Aim 1:
Answer the following from the text on The Uncle Al Show:
(a) On what date did the show make its official début?
(b) Who hosted the CBS children's show after station executives refused to release Lewis from his contract?
(c) What was Wanda Lewis initially called on the show?
Aim 2:
Using the text on The Uncle Al Show, explain in one to three sentences how neighborhood children first came to appear on Lewis's program.

Text shown:

####################

The Uncle Al Show
|The Uncle Al Show|
|Created by||Al Lewis
|Starring||"Uncle Al" Lewis
Wanda Lewis (1956–1985)
|Ending theme||"It's a Small World" by Robert & Richard Sherman|
|Country of origin||United States|
|Original channel||WCPO (1950–1985)
|Original run||June 12, 1950 – May 29, 1985|
The Uncle Al Show was a children's television program originating in Cincinnati. The show was hosted by Cleveland native Al Lewis (1924–2009) (not to be confused with the actor who played Grandpa on The Munsters), and later was co-hosted by his wife, Wanda.
The show enjoyed a remarkable 35-year run (1950–1985) on WCPO Television, making it one of the longest-running local children's shows in American TV history. (Sesame Street holds the national record as it has now surpassed 40 consecutive years on the air.) Uncle Al holds the unofficial record for the longest-running regularly scheduled series with the same host for the show's entire run.
The show's origins were completely happenstantial. In the summer of 1949, then-General Manager Mort Watters asked Lewis (hired on two months earlier as WCPO's first art director) to host an hour-long filler show called Al's Corner Drugstore, in which Lewis, dressed in a soda jerk's uniform, would take phone-in requests for songs which he would play on his accordion, which would later become one of his many trademarks along with his straw boater hat.
At that time, the show was not aired in a closed set, so people could walk in from off the street to watch the show in person. Neighborhood children began doing just that, and Lewis, having a natural affinity for children, invited them onto the stage during the show. The same kids would return on subsequent occasions bringing friends, and they all took to calling Lewis "Uncle Al".
When mothers began calling into the station requesting tickets to be on The Uncle Al Show, a Cincinnati institution was born- again, completely by accident, although Lewis himself never treated it in such a manner, as evidenced by the show's remarkable longevity. The Uncle Al Show made its official début on June 12, 1950. Having originally started as a 15-minute outing, it quickly expanded into an hour long show airing three episodes daily:
- First episode: 9-10 am (ET)
- Second episode: 11 am-12 noon (ET)
- Third episode: 1-2 pm (ET)
By 1955 Uncle Al had become so popular that executives from CBS came to Cincinnati to consult with Al about hosting a similar show on their network; this was before WCPO switched affiliation from ABC to CBS in 1961. Station executives understandably refused to release Lewis from his contract, so CBS brass settled on Howdy Doody alum Bob Keeshan to host their new kids' show, which became Captain Kangaroo (When WCPO switched to CBS in 1961, both shows would run back-to-back on weekday mornings).
Lewis' wife Wanda joined the show in 1956. Initially, Wanda was called "Captain Windy", costumed in a superhero-like outfit during the early days of the show, and was seen "flying" Superman-style before she made her entrance on stage. Her shy, quiet manner inspired colleague Paul Dixon to call her "The Windy One" when they co-starred on their own show (at their respective peaks, Dixon and Uncle Al ran opposite one another on weekday mornings).

####################

Collected data:

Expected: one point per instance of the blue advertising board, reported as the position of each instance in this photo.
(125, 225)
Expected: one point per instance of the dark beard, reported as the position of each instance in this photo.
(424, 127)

####################

Expected output 1:
(a) June 12, 1950.
(b) Bob Keeshan, who had appeared on Howdy Doody.
(c) "Captain Windy."

Expected output 2:
The show was not aired in a closed set, so people could walk in from the street to watch it in person. Neighborhood children did so, and Lewis, who had a natural affinity for children, invited them onto the stage during the show.